- _WORK TO BE COMPLETED_:
Please write out the material below exactly as given.

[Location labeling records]
▼

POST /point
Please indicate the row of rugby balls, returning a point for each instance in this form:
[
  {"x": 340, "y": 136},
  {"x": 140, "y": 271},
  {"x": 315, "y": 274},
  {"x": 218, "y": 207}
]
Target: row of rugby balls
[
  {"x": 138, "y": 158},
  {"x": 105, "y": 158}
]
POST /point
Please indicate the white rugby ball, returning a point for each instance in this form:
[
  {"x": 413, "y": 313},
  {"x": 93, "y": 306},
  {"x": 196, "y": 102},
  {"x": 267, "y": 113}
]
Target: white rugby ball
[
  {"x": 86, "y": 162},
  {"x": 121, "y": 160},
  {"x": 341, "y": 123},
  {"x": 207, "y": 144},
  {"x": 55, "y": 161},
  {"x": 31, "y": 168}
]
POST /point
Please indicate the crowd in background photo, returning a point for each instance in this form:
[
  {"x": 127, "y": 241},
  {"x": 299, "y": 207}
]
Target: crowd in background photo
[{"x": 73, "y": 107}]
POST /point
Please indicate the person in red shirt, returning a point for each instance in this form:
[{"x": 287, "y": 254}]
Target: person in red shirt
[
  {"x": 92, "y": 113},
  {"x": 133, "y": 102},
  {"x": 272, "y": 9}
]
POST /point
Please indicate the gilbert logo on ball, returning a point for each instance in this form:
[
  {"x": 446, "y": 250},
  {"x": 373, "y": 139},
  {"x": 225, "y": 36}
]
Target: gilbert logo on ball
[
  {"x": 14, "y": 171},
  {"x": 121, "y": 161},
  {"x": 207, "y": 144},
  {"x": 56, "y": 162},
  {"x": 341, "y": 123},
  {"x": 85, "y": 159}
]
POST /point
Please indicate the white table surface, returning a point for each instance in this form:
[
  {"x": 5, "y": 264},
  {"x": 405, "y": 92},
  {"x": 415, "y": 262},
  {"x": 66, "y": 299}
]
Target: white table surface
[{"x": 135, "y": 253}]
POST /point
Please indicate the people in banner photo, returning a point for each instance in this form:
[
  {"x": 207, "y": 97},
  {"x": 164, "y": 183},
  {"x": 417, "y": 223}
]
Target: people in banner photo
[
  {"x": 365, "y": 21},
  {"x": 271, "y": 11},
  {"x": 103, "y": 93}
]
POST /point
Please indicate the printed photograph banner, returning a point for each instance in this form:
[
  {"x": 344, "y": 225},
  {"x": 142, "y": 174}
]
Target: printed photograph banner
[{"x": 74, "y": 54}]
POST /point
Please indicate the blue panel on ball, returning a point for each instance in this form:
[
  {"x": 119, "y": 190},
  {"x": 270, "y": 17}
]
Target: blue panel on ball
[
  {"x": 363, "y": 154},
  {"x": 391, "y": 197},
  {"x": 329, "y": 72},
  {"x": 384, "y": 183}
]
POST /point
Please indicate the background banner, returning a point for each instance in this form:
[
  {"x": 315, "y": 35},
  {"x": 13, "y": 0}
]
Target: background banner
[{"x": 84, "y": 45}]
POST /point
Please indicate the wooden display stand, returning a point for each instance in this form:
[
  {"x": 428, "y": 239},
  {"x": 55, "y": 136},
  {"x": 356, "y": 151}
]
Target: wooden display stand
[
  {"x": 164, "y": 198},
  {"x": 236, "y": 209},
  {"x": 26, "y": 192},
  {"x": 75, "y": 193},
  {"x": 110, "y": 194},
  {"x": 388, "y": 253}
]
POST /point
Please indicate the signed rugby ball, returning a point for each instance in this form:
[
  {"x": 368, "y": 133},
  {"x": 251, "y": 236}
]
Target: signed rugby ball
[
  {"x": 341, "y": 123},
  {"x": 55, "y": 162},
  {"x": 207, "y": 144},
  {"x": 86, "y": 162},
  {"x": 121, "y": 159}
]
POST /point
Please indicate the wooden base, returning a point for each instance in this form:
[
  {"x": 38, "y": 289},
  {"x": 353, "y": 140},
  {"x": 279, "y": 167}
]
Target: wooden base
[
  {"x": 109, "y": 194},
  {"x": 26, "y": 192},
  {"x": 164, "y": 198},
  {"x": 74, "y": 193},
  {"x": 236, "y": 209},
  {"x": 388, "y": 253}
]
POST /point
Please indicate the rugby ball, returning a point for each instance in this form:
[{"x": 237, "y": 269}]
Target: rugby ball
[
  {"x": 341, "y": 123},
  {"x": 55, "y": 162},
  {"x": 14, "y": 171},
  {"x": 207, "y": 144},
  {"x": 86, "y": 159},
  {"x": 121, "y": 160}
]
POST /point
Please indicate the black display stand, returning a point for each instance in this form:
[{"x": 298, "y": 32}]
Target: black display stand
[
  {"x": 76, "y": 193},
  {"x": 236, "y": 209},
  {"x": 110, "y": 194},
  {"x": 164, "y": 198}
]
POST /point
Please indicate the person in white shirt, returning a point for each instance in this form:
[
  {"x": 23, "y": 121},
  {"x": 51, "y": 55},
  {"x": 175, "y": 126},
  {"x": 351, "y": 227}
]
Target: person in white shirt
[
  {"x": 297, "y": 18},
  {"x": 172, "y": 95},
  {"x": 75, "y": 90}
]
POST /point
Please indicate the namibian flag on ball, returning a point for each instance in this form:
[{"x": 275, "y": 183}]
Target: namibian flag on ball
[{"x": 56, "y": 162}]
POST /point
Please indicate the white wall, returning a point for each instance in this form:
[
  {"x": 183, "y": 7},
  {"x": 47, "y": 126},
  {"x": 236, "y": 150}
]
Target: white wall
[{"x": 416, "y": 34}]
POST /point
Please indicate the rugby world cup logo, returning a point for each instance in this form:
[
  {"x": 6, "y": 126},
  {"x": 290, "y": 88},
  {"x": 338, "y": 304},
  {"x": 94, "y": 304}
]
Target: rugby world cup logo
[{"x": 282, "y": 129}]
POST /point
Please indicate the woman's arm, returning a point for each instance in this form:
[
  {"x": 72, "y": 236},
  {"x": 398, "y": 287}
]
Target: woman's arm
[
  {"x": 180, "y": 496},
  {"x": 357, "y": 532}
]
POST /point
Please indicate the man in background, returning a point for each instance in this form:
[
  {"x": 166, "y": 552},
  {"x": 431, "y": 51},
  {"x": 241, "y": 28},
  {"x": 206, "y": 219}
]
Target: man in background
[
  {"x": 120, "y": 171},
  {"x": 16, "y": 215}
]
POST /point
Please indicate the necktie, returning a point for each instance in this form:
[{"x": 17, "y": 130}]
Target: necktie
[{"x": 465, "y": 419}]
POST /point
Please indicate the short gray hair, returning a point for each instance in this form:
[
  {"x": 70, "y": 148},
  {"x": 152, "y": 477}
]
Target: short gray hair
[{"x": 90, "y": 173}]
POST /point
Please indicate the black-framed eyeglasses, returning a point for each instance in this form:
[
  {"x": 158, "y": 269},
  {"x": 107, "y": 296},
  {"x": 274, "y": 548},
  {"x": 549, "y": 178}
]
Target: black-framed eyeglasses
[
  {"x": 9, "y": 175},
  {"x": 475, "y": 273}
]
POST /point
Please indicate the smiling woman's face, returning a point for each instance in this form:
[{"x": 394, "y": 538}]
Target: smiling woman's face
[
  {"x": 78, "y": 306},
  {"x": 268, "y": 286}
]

▲

- _RESULT FOR THIS TASK_:
POST /point
Please indicate the row of rugby balls, returning a point for each instance in this form:
[
  {"x": 340, "y": 136},
  {"x": 140, "y": 271},
  {"x": 315, "y": 274},
  {"x": 218, "y": 207}
]
Target: row of rugby balls
[
  {"x": 138, "y": 158},
  {"x": 105, "y": 158}
]
POST /point
Please indicate the white rugby ball, returning a point for each instance in this form:
[
  {"x": 413, "y": 313},
  {"x": 93, "y": 306},
  {"x": 196, "y": 102},
  {"x": 267, "y": 113}
]
Target: white rugby ball
[
  {"x": 86, "y": 162},
  {"x": 121, "y": 160},
  {"x": 341, "y": 123},
  {"x": 207, "y": 144},
  {"x": 55, "y": 161},
  {"x": 31, "y": 168}
]
POST /point
Please indicate the crowd in background photo, returning a point for each instance in this form:
[
  {"x": 127, "y": 241},
  {"x": 299, "y": 207}
]
Target: crowd in background photo
[{"x": 73, "y": 107}]
POST /point
Please indicate the person in red shirt, returning a point for each instance in this form:
[{"x": 287, "y": 254}]
Target: person in red shirt
[
  {"x": 92, "y": 113},
  {"x": 133, "y": 102},
  {"x": 272, "y": 9}
]
POST /point
Please indicate the gilbert logo on ball, returning a point for each instance in this form:
[
  {"x": 446, "y": 250},
  {"x": 373, "y": 139},
  {"x": 225, "y": 36}
]
Target: gilbert logo on ball
[
  {"x": 14, "y": 171},
  {"x": 121, "y": 161},
  {"x": 207, "y": 144},
  {"x": 56, "y": 162},
  {"x": 341, "y": 123},
  {"x": 85, "y": 159}
]
POST /point
Please indicate the white table surface, returning a point for each instance in this form:
[
  {"x": 5, "y": 264},
  {"x": 405, "y": 92},
  {"x": 415, "y": 262},
  {"x": 66, "y": 299}
]
Target: white table surface
[{"x": 135, "y": 253}]
POST /point
Please indicate the people in banner photo, returning a point for each instance in this form:
[
  {"x": 207, "y": 97},
  {"x": 164, "y": 183},
  {"x": 417, "y": 223}
]
Target: people in banner photo
[
  {"x": 365, "y": 21},
  {"x": 271, "y": 11},
  {"x": 103, "y": 93}
]
POST /point
Please indicate the printed photograph banner, returning a point for each instance in this form:
[
  {"x": 344, "y": 225},
  {"x": 142, "y": 174}
]
Target: printed photograph banner
[{"x": 74, "y": 54}]
POST /point
Please indicate the blue panel on ball, returning a point for each instance in this form:
[
  {"x": 119, "y": 190},
  {"x": 270, "y": 17}
]
Target: blue panel on ball
[
  {"x": 363, "y": 154},
  {"x": 391, "y": 197},
  {"x": 329, "y": 72},
  {"x": 384, "y": 183}
]
POST /point
Please indicate the background banner, returning a point for each instance in this form:
[
  {"x": 315, "y": 35},
  {"x": 13, "y": 0}
]
Target: background banner
[{"x": 84, "y": 45}]
POST /point
Please indicate the wooden display stand, returning a point for each instance in this form:
[
  {"x": 428, "y": 239},
  {"x": 55, "y": 136},
  {"x": 356, "y": 151}
]
Target: wooden display stand
[
  {"x": 164, "y": 198},
  {"x": 236, "y": 209},
  {"x": 26, "y": 192},
  {"x": 75, "y": 193},
  {"x": 110, "y": 194},
  {"x": 388, "y": 253}
]
POST /point
Please indicate the signed rugby ball, returning a point for each instance in this form:
[
  {"x": 368, "y": 133},
  {"x": 251, "y": 236}
]
Target: signed rugby ball
[
  {"x": 341, "y": 123},
  {"x": 55, "y": 162},
  {"x": 207, "y": 144},
  {"x": 86, "y": 162},
  {"x": 121, "y": 159}
]
POST /point
Please indicate the wooden base, returning a point for each instance in this form:
[
  {"x": 38, "y": 289},
  {"x": 353, "y": 140},
  {"x": 279, "y": 167}
]
Target: wooden base
[
  {"x": 109, "y": 194},
  {"x": 26, "y": 192},
  {"x": 164, "y": 198},
  {"x": 74, "y": 193},
  {"x": 236, "y": 209},
  {"x": 388, "y": 253}
]
POST /point
Please indicate the rugby ball, returning a point for each instance in this form:
[{"x": 237, "y": 269}]
Target: rugby ball
[
  {"x": 341, "y": 123},
  {"x": 55, "y": 162},
  {"x": 14, "y": 171},
  {"x": 207, "y": 144},
  {"x": 86, "y": 159},
  {"x": 121, "y": 160}
]
POST /point
Please indicate the black display stand, returning a point for each instance in this form:
[{"x": 298, "y": 32}]
Target: black display stand
[
  {"x": 76, "y": 193},
  {"x": 236, "y": 209},
  {"x": 110, "y": 194},
  {"x": 164, "y": 198}
]
POST /point
Please indicate the person in white shirt, returning a point for each instance in this form:
[
  {"x": 23, "y": 121},
  {"x": 51, "y": 55},
  {"x": 175, "y": 126},
  {"x": 351, "y": 227}
]
Target: person in white shirt
[
  {"x": 297, "y": 18},
  {"x": 172, "y": 95},
  {"x": 75, "y": 90}
]
POST /point
Please indicate the namibian flag on ball, returning a point for each instance in this form:
[{"x": 275, "y": 183}]
Target: namibian flag on ball
[{"x": 56, "y": 162}]
POST /point
Please indicate the white wall, returning a point for each instance in this form:
[
  {"x": 183, "y": 7},
  {"x": 47, "y": 126},
  {"x": 236, "y": 150}
]
Target: white wall
[{"x": 416, "y": 34}]
POST /point
Please indicate the rugby world cup logo, returning a point for each instance in this form:
[
  {"x": 6, "y": 126},
  {"x": 290, "y": 88},
  {"x": 338, "y": 304},
  {"x": 94, "y": 304}
]
Target: rugby world cup logo
[{"x": 282, "y": 129}]
POST /point
Please indicate the woman's arm, returning a point for each instance in this form:
[
  {"x": 72, "y": 236},
  {"x": 398, "y": 287}
]
Target: woman's arm
[
  {"x": 180, "y": 496},
  {"x": 357, "y": 532}
]
POST /point
Please indicate the man in background, returning a point for each instance in this form:
[
  {"x": 166, "y": 552},
  {"x": 431, "y": 51},
  {"x": 241, "y": 28},
  {"x": 206, "y": 219}
]
Target: man in background
[
  {"x": 120, "y": 171},
  {"x": 16, "y": 215}
]
POST /point
Please indicate the necktie, returning a point for each instance in this form:
[{"x": 17, "y": 130}]
Target: necktie
[{"x": 465, "y": 419}]
POST /point
Please indicate the short gray hair, returning a point for each instance in this form:
[
  {"x": 70, "y": 148},
  {"x": 152, "y": 477}
]
Target: short gray hair
[{"x": 90, "y": 173}]
POST /point
Please indicate the black-framed eyeglasses, returning a point for each instance in this form:
[
  {"x": 158, "y": 269},
  {"x": 107, "y": 296},
  {"x": 274, "y": 548},
  {"x": 549, "y": 178}
]
Target: black-framed eyeglasses
[
  {"x": 9, "y": 175},
  {"x": 475, "y": 273}
]
POST /point
Please indicate the smiling woman's face, returning a point for each instance in this form:
[{"x": 394, "y": 538}]
Target: smiling woman's face
[
  {"x": 78, "y": 306},
  {"x": 268, "y": 286}
]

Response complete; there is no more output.